--- Working data Enclosed Below ---
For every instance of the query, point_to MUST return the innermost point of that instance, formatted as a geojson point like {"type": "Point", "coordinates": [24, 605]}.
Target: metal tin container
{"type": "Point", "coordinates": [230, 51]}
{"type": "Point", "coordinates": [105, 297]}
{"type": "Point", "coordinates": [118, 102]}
--- End of Enclosed Working data ---
**Problem description:**
Word for word, write out all of the entries.

**Output for this task:**
For every instance of the query, point_to MUST return the innermost point of that instance, formatted as a geojson point like {"type": "Point", "coordinates": [24, 605]}.
Target: metal tin container
{"type": "Point", "coordinates": [230, 51]}
{"type": "Point", "coordinates": [105, 297]}
{"type": "Point", "coordinates": [118, 102]}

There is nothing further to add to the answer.